**Texte de la page**

● ● ●

Un grand disque, c’est un disque qu’on n’oublie jamais de réécouter. On sait pertinemment à quel moment il tombera à pic en guise d’OST, et qu’il faudra enfoncer l’accélérateur à la seconde près où arrive la deuxième couche de synthés de cette chanson qui clôture l’album. Un grand disque, c’est un disque qu’on use jusqu'à la névrose, pendant des semaines. Interminable demi-fond émotionnel. Un grand disque, c’est aussi un disque qu’on oublie de chroniquer.

● ● ●

**Matériel fourni**

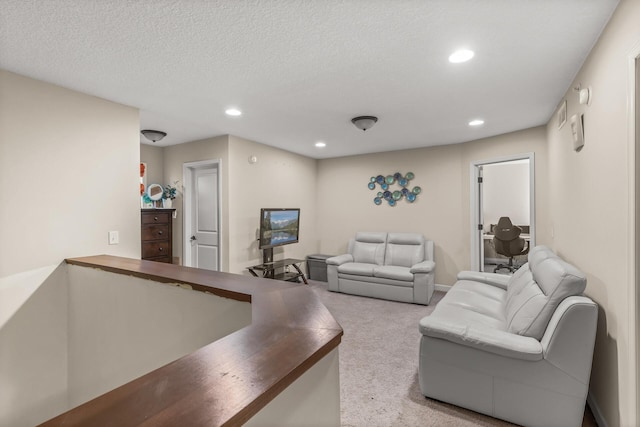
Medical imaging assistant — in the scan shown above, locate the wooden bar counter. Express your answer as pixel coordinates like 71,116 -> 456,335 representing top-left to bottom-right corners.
42,255 -> 343,426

● ● ●

**Tâches à réaliser**
A. Dans le texte sur les grands disques, relevez toutes les définitions introduites par « Un grand disque, c’est ».
B. Répondez à ces questions d’après le texte sur les grands disques :
(i) Pendant combien de temps use-t-on un grand disque ?
(ii) Qu’est-ce qui arrive au moment où il faut enfoncer l’accélérateur ?
(iii) Où se trouve la chanson évoquée dans le texte ?
C. Recopiez sans rien changer le passage du texte sur les grands disques qui commence par «Un grand disque, c’est un disque qu’on n’oublie» et se poursuit jusqu’à «oublie de chroniquer.».

**Réponses complètes**
A.
- un disque qu’on n’oublie jamais de réécouter
- un disque qu’on use jusqu'à la névrose, pendant des semaines
- aussi un disque qu’on oublie de chroniquer

B.
(i) Pendant des semaines.
(ii) La deuxième couche de synthés.
(iii) C’est celle qui clôture l’album.

C.
Un grand disque, c’est un disque qu’on n’oublie jamais de réécouter. On sait pertinemment à quel moment il tombera à pic en guise d’OST, et qu’il faudra enfoncer l’accélérateur à la seconde près où arrive la deuxième couche de synthés de cette chanson qui clôture l’album. Un grand disque, c’est un disque qu’on use jusqu'à la névrose, pendant des semaines. Interminable demi-fond émotionnel. Un grand disque, c’est aussi un disque qu’on oublie de chroniquer.